Set down, character for character, everything in the records below from the line holding "Where can you see the vest buttoned" down to the line holding "Where can you see the black hat?", and no other line.
--- Data extract Enclosed Below ---
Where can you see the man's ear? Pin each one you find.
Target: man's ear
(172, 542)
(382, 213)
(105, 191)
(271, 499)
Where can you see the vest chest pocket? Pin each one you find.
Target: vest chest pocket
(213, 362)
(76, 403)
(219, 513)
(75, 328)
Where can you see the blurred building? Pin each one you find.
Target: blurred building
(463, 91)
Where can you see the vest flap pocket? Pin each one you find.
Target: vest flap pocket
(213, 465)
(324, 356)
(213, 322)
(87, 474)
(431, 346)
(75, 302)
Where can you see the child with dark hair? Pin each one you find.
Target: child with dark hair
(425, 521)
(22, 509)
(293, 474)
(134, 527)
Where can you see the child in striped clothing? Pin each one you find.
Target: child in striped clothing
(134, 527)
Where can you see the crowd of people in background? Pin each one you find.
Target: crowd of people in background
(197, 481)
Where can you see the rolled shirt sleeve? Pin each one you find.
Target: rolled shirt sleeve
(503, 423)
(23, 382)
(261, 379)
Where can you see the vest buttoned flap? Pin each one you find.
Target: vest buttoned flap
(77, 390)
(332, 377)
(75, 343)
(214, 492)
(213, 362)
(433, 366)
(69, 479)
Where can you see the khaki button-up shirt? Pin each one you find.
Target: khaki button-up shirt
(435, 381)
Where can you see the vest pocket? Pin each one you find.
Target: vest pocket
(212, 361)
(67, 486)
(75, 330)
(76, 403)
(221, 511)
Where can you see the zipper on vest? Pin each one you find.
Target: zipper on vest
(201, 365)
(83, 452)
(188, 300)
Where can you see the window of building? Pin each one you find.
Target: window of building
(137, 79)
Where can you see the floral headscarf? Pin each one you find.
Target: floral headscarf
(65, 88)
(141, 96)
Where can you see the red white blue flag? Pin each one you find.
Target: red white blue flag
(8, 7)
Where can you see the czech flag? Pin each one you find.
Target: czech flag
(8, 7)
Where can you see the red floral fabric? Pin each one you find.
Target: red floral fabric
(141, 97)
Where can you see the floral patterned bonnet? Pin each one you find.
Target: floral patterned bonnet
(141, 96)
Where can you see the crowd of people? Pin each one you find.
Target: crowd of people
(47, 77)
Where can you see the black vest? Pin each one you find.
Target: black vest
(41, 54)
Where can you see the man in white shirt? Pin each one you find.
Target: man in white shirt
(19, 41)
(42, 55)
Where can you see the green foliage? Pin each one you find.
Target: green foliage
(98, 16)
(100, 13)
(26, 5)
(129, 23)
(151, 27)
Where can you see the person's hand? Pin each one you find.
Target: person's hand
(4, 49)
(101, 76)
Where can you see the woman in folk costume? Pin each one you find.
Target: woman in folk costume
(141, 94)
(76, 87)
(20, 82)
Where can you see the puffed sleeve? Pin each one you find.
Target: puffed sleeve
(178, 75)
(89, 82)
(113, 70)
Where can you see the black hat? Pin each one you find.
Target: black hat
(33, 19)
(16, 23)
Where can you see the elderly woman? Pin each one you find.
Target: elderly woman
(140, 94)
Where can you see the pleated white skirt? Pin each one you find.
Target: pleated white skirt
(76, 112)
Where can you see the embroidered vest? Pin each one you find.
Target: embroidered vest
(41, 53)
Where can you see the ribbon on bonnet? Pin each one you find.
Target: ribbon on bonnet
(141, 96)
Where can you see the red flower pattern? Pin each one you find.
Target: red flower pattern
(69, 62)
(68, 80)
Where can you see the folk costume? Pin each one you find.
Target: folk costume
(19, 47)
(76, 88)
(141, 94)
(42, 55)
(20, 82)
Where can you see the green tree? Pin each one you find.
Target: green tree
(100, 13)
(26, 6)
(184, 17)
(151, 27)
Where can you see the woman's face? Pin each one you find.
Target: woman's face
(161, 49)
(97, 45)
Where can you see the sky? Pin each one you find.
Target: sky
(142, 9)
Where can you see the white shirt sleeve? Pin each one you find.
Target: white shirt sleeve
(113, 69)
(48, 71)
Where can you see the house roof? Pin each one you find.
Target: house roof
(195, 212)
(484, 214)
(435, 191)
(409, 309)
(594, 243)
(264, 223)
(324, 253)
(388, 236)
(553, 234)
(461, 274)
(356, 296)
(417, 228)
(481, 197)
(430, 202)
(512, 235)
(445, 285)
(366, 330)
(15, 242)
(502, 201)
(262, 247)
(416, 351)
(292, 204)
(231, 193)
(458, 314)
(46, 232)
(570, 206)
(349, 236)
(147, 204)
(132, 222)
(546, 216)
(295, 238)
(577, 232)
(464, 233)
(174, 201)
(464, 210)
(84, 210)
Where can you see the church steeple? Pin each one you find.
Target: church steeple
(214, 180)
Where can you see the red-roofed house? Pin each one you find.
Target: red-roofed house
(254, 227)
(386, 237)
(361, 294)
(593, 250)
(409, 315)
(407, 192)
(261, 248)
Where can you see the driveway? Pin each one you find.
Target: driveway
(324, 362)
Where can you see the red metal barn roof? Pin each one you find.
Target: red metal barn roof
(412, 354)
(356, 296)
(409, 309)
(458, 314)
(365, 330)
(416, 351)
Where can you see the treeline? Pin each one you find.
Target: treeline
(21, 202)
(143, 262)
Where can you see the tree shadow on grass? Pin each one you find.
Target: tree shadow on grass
--- End of Enclosed Data extract ---
* Your response *
Where can you see the vest buttoned flap? Pin each one you find.
Target: vest buttoned flap
(77, 390)
(332, 377)
(75, 343)
(214, 492)
(213, 362)
(433, 366)
(69, 479)
Where can you see the khaki button-up shirt? Pin each one you find.
Target: khaki button-up shirt
(435, 381)
Where can you see the vest pocket? Pin each one you find.
Target: vest pocket
(212, 361)
(67, 486)
(75, 330)
(76, 403)
(221, 511)
Where can you see the zipper on vest? Pin each one you find.
Target: zipper on vest
(201, 365)
(83, 452)
(188, 300)
Where can you see the window of building? Pin each one you find.
Target: window of building
(137, 79)
Where can you see the floral headscarf? Pin each one you find.
Target: floral headscarf
(65, 88)
(141, 96)
Where can you see the red white blue flag? Pin each one you find.
Target: red white blue flag
(8, 7)
Where can you see the czech flag? Pin each one you find.
Target: czech flag
(8, 7)
Where can you see the red floral fabric? Pin each one you find.
Target: red floral fabric
(141, 97)
Where can you see the floral patterned bonnet? Pin each one you find.
Target: floral patterned bonnet
(141, 96)
Where can you see the crowd of people? Pin each one you find.
Target: crowd of people
(47, 77)
Where can you see the black vest? Pin each one you find.
Target: black vest
(41, 54)
Where can you see the man in white shirt? Pin each one you find.
Target: man in white shirt
(19, 41)
(42, 55)
Where can you see the green foliage? Pin each one you find.
Target: green foliage
(98, 16)
(100, 13)
(26, 5)
(129, 23)
(151, 27)
Where can you see the person's hand? Pin each one you find.
Target: person's hand
(4, 49)
(101, 76)
Where can you see the woman in folk costume? Pin each one you find.
Target: woman in folk costume
(141, 94)
(76, 87)
(20, 82)
Where can you see the puffed sleeve? Pin each one you find.
Target: puffed sleeve
(178, 75)
(89, 82)
(113, 70)
Where can you see the black hat? Pin each one you find.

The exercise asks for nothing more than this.